### Your instructions
Emit only the lines from the line containing "Question. For each instance of the denim" through the last line of the entries, unchanged.

Point localization data

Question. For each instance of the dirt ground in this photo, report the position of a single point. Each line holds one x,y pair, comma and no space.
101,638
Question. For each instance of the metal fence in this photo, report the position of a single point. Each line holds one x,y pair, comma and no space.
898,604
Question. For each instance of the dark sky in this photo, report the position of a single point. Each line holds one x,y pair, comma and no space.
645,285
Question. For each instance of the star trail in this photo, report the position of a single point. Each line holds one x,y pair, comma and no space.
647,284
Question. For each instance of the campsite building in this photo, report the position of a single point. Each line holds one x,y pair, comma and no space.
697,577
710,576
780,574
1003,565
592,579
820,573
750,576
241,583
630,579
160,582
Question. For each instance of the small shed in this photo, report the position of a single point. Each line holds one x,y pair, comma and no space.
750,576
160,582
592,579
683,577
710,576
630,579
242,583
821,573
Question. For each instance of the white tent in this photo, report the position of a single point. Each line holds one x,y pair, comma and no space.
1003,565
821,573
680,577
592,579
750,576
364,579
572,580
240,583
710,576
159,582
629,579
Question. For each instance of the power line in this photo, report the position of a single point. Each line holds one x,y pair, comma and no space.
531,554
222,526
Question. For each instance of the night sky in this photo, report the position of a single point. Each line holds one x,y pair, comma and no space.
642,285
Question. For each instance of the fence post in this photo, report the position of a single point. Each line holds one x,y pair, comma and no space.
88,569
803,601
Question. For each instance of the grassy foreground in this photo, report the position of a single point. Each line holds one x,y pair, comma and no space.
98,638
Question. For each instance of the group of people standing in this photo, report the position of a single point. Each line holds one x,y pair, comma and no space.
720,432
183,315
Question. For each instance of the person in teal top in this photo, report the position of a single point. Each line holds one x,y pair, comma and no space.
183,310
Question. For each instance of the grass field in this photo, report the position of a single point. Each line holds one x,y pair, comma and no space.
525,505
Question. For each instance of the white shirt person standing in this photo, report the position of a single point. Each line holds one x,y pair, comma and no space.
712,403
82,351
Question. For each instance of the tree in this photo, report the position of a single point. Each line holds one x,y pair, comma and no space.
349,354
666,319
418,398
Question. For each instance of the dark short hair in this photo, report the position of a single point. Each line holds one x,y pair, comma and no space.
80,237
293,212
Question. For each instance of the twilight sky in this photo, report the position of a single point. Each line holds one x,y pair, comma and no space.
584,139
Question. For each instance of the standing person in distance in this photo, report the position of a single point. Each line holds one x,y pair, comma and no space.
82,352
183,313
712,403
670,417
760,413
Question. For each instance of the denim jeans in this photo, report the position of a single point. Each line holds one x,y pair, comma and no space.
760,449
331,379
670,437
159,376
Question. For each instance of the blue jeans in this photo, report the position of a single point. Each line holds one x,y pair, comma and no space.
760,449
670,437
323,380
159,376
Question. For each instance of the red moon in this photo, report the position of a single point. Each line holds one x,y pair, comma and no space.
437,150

### Problem solution
Question. For each instance of the denim jeans in this photo, report the position of a single point. Each line holds one x,y pair, comma and no space.
760,449
331,379
670,437
159,376
Question. For each instance of the blue jeans in this photo, report the position of a single point. Each line holds one x,y pair, comma and no space.
760,449
670,437
323,380
159,376
Question. For each instance of the red moon in this photo, report the position of a single point. Each line holds one x,y pair, comma and no space.
437,150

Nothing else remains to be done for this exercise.